[[ PROVIDED RECORDS, beginning ]]

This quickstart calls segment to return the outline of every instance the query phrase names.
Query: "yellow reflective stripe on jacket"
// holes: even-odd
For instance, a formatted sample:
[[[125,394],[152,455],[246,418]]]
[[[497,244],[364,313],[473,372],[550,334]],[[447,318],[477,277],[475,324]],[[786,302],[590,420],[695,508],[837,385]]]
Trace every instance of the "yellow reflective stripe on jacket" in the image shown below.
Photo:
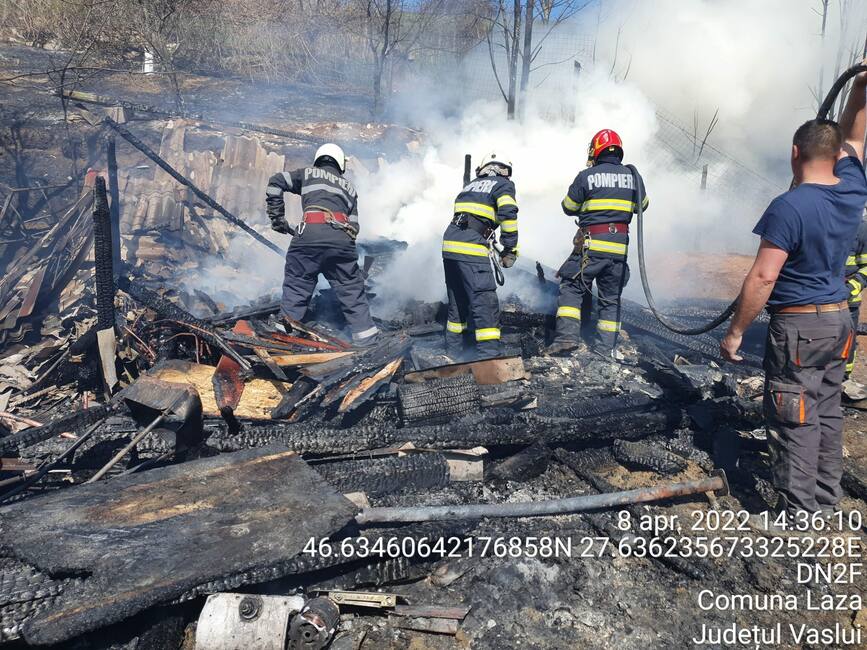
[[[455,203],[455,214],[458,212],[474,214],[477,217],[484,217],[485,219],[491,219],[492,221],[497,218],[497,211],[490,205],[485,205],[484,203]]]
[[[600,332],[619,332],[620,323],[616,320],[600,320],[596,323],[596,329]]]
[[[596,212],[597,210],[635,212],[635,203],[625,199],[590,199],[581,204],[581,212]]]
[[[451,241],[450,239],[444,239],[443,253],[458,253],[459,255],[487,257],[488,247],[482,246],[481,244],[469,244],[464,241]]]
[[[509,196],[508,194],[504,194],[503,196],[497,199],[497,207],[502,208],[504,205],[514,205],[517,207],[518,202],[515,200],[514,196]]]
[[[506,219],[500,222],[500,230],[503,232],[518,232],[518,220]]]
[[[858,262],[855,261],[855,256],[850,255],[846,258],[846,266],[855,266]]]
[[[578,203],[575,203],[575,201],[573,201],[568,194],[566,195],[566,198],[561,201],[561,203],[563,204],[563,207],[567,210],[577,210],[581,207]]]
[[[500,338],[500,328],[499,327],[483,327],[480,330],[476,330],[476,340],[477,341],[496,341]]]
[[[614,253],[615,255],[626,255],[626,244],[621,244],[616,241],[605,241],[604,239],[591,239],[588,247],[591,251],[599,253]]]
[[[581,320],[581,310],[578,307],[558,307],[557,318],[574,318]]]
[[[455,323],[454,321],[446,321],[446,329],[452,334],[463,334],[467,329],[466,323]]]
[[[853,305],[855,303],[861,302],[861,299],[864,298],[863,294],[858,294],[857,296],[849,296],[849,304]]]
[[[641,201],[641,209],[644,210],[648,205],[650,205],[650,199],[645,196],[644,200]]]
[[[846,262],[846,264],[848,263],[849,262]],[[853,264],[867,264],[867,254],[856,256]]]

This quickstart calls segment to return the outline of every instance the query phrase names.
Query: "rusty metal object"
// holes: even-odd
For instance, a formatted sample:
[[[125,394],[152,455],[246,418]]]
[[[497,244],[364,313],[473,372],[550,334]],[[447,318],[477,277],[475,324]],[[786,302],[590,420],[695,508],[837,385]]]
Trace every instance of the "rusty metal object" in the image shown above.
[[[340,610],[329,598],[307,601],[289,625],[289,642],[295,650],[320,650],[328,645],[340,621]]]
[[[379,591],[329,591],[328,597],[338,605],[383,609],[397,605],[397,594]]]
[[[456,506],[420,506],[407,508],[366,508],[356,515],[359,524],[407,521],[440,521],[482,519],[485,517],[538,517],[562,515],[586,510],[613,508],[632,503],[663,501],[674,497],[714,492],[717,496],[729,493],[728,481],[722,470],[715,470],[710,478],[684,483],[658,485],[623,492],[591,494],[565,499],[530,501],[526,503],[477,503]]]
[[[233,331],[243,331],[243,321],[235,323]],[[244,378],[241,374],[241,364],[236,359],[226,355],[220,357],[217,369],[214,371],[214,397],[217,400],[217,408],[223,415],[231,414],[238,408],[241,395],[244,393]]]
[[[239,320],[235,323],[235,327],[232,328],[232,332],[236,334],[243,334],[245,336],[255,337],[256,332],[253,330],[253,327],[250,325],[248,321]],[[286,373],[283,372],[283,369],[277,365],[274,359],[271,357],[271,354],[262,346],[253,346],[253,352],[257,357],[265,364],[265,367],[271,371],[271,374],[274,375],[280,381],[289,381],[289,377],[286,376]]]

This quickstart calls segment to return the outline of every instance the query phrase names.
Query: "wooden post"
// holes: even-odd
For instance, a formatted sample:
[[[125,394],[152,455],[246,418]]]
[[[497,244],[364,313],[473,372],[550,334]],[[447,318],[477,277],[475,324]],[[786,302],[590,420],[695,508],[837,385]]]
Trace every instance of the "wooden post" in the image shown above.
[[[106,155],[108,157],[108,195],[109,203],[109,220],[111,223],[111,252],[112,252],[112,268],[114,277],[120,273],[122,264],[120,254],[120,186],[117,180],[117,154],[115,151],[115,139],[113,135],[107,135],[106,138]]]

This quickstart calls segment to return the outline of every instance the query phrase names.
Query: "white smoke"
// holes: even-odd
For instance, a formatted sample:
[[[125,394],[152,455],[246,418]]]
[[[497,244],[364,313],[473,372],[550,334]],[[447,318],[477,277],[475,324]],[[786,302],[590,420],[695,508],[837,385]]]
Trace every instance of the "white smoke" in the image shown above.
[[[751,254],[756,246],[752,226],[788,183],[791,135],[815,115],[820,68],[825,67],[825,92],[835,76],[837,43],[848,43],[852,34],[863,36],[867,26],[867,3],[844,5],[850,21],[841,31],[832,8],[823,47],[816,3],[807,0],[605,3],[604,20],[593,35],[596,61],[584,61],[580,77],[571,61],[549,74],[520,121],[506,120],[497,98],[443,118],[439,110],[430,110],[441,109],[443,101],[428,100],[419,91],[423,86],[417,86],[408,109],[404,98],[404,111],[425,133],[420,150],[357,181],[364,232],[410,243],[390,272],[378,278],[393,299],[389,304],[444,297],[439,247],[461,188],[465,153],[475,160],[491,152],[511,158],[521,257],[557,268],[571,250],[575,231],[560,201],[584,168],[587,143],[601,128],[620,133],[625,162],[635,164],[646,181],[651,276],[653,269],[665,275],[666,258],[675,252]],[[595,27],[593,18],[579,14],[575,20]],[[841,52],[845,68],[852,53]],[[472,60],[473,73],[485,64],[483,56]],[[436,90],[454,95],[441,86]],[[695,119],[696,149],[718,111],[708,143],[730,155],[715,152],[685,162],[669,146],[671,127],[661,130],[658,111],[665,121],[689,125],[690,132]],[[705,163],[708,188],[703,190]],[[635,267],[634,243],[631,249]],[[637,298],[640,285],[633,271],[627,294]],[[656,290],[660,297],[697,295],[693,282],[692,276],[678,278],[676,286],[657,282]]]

[[ PROVIDED RECORDS, end ]]

#### INSTRUCTIONS FOR THE TASK
Verbatim output of every entry above is required, though pictures are to be left out.

#### EXERCISE SOLUTION
This quickstart calls segment to return the outline of every instance the query phrase names.
Query: "yellow reflective stripe on jacket"
// holes: even-odd
For instance, a formatted sample:
[[[125,394],[152,455],[246,418]]]
[[[497,244],[364,313],[473,372],[550,334]],[[447,318],[477,277],[475,324]],[[786,302],[590,420],[695,508],[837,385]]]
Trace every instance of the "yellow reflective stripe on jacket" in the image shown below.
Photo:
[[[455,203],[455,214],[458,212],[474,214],[477,217],[484,217],[485,219],[491,219],[492,221],[497,218],[497,211],[490,205],[485,205],[484,203]]]
[[[600,332],[619,332],[620,323],[616,320],[600,320],[596,323],[596,329]]]
[[[596,212],[597,210],[635,212],[635,203],[625,199],[590,199],[581,204],[581,212]]]
[[[451,241],[450,239],[444,239],[443,253],[458,253],[459,255],[487,257],[488,247],[482,246],[481,244],[469,244],[464,241]]]
[[[509,196],[508,194],[504,194],[503,196],[497,199],[497,207],[502,208],[504,205],[514,205],[517,207],[518,202],[515,200],[514,196]]]
[[[506,219],[500,222],[500,230],[503,232],[518,232],[518,220]]]
[[[858,262],[855,261],[855,256],[850,255],[846,258],[846,266],[855,266]]]
[[[578,203],[575,203],[575,201],[573,201],[568,194],[566,195],[566,198],[561,201],[561,203],[563,204],[563,207],[567,210],[577,210],[581,207]]]
[[[500,338],[500,328],[499,327],[483,327],[480,330],[476,330],[476,340],[477,341],[496,341]]]
[[[614,253],[615,255],[626,255],[626,244],[621,244],[616,241],[605,241],[604,239],[591,239],[588,247],[591,251],[599,253]]]
[[[581,320],[581,310],[578,307],[558,307],[557,318],[574,318]]]
[[[455,323],[454,321],[446,321],[446,329],[452,334],[463,334],[467,329],[466,323]]]
[[[853,305],[855,303],[861,302],[861,299],[864,298],[863,294],[858,294],[857,296],[849,296],[849,304]]]
[[[641,201],[641,209],[644,210],[648,205],[650,205],[650,199],[645,196],[644,200]]]
[[[846,262],[846,264],[848,263],[849,262]],[[853,264],[867,264],[867,254],[856,256]]]

This quickstart calls segment to return the outline of every instance the query phrase names.
Query: "rusty metal object"
// holes: even-odd
For instance, a formatted sample:
[[[125,394],[152,455],[246,418]]]
[[[497,244],[364,313],[473,372],[550,334]],[[447,318],[477,277],[475,324]],[[786,302],[590,420],[695,508],[837,385]]]
Trace every instance of the "rusty metal object" in the image shown above.
[[[340,610],[329,598],[307,601],[289,625],[289,642],[295,650],[320,650],[328,645],[340,621]]]
[[[379,591],[329,591],[328,597],[338,605],[383,609],[397,605],[397,594]]]
[[[456,506],[420,506],[407,508],[366,508],[356,515],[359,524],[407,521],[440,521],[482,519],[485,517],[538,517],[562,515],[586,510],[613,508],[632,503],[663,501],[674,497],[714,492],[717,496],[729,493],[728,481],[722,470],[715,470],[710,478],[684,483],[658,485],[623,492],[591,494],[565,499],[530,501],[526,503],[477,503]]]
[[[233,331],[243,331],[243,321],[235,323]],[[244,378],[241,374],[241,364],[236,359],[226,355],[220,357],[217,369],[214,371],[214,397],[217,400],[217,408],[223,415],[231,414],[238,408],[241,395],[244,393]]]
[[[239,320],[235,323],[235,327],[232,328],[232,332],[236,334],[243,334],[245,336],[255,337],[256,332],[253,330],[253,327],[250,325],[248,321]],[[286,373],[283,372],[283,369],[277,365],[274,359],[271,357],[271,354],[262,346],[253,346],[253,352],[257,357],[265,364],[265,367],[271,371],[271,374],[274,375],[280,381],[289,381],[289,377],[286,376]]]

This quickstart calls segment to return the outline of every instance the query phrase names.
Query: "wooden post"
// holes: even-odd
For instance, a formatted sample:
[[[125,394],[152,455],[246,418]]]
[[[497,244],[364,313],[473,372],[550,334]],[[447,318],[477,277],[475,324]],[[786,302],[590,420],[695,508],[837,385]]]
Trace every instance of the "wooden post" in the image shown above.
[[[106,155],[108,157],[108,195],[109,203],[109,220],[111,223],[111,252],[112,252],[112,268],[114,277],[120,273],[122,264],[120,254],[120,186],[117,180],[117,154],[115,151],[115,139],[113,135],[107,135],[106,138]]]

This quickstart calls segment to return the outline of every instance the query phrase names.
Query: "white smoke"
// holes: even-odd
For instance, a formatted sample:
[[[125,394],[152,455],[246,418]]]
[[[497,244],[364,313],[473,372],[550,334]],[[447,318],[477,277],[475,324]],[[786,302],[590,420],[695,508],[837,385]]]
Trace every instance of the "white smoke" in the image shown above.
[[[751,254],[756,246],[752,226],[788,183],[791,135],[815,115],[820,68],[825,67],[825,92],[835,76],[837,43],[848,43],[852,34],[863,36],[867,26],[867,3],[844,5],[850,21],[841,31],[832,8],[823,47],[816,3],[807,0],[605,3],[604,20],[593,35],[596,61],[584,61],[580,77],[571,61],[549,74],[520,121],[506,120],[497,98],[443,118],[439,110],[430,110],[441,109],[443,101],[428,100],[419,91],[423,86],[417,86],[408,109],[404,98],[404,111],[425,133],[420,150],[357,181],[364,232],[410,243],[390,272],[378,278],[393,299],[389,304],[444,297],[439,247],[461,188],[465,153],[475,160],[491,152],[511,158],[521,257],[557,268],[571,250],[575,231],[560,201],[584,168],[587,143],[601,128],[620,133],[625,162],[635,164],[646,181],[651,276],[653,269],[665,275],[666,258],[675,252]],[[595,27],[593,18],[579,14],[575,20]],[[841,52],[845,68],[852,53]],[[472,60],[473,73],[485,64],[483,56]],[[436,90],[454,95],[441,86]],[[695,119],[696,149],[718,111],[708,143],[730,155],[715,152],[685,162],[669,146],[671,127],[661,130],[658,111],[665,121],[689,125],[690,132]],[[705,163],[708,188],[703,190]],[[635,267],[634,243],[631,249]],[[637,298],[640,285],[633,271],[627,294]],[[656,290],[660,297],[697,295],[693,282],[692,276],[678,278],[676,286],[657,282]]]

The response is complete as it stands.